→ **EXCERPTED PASSAGE**
— begin —

Trading the traditional yellow sash for pink, the Tigers made the most of what Bailey described as a “three to four” goal breeze heading toward the big hole in the ground at Morwell Recreation Reserve, getting four majors on the board in the first term.

The Tigers dominated possession early, so much so the ball did not enter Leongatha’s half of the ground until the 11 minute mark.

Tyler Hillier kicked the opening two goals for Morwell, his set shots showing just how strong the wind was as the ball drifted violently on the journey home.

Teammate Harri McColl also demonstrated this, with his set shot looking like it was headed straight between the left hand point post and goal post, only to curl back left to right for a major.

Despite having most of the play, the Parrots showed their efficiency, with their first two inside 50s resulting in goals.

For all their efforts, the Tigers went into the quarter time break only seven points up.

Morwell started the second term in similar fashion to the first, getting the first few scores on the board.

Brandon McDonald kicked the first of his three goals for the quarter only 42 seconds in, after Brandon Mcauliffe broke through the centre bounce, taking on Tom Marriott if you don’t mind.

However, if a goal inside 45 seconds was impressive, Leongatha showed they needed only five seconds to do likewise.

A Ben Graham-like kick-in from Cade Maskell nearly cleared the centre circle, and ended up in the hands of Nick Argento, who found Jack Ginnane in the goal square.

Ginnane ended with five goals, and proved something of a thorn in the Morwell side as chief agitator much in the Hayden Ballantyne mould.

The Tigers however were not deturbed, and their work at ground level to effect one percenters, especially smothers, was noteworthy.

Leongatha got another goal inside a 15 second window as the clock ticked into red time in the second term, and went into the sheds with the scores all tied up at 7.4 (46) apiece.

The main break may well have come at a good time for Morwell, as momentum appeared to shift to the advantage of the visitors.

There was no such doubt as to who had advantage on the resumption however.

The Tigers added 4.4 (24) to no score in the third term, and were suddenly daring to dream as three quarter time approached.

Leongatha ruckman Josh Schelling did not return after halftime, and as the Morwell lead grew, doubts appeared to creep in for the unbeaten Parrots.

Calling the game for TRFM, commentator Nick Lecchino made mention of Leongatha’s slumped body language, although speaking to the Express, Bailey said he didn’t sense anything too drastic.

Bailey kicked back-to-back goals in the third, the second following a courageous mark going back with the flight.

— end —

→ **AIM**
Write out the Morwell–Leongatha match report word for word, from "However, if a" to "smothers, was noteworthy.".

→ **SUPPLIED INFORMATION**

— begin —

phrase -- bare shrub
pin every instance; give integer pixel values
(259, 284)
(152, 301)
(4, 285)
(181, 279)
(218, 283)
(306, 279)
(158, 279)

— end —

→ **RESULT**
However, if a goal inside 45 seconds was impressive, Leongatha showed they needed only five seconds to do likewise.

A Ben Graham-like kick-in from Cade Maskell nearly cleared the centre circle, and ended up in the hands of Nick Argento, who found Jack Ginnane in the goal square.

Ginnane ended with five goals, and proved something of a thorn in the Morwell side as chief agitator much in the Hayden Ballantyne mould.

The Tigers however were not deturbed, and their work at ground level to effect one percenters, especially smothers, was noteworthy.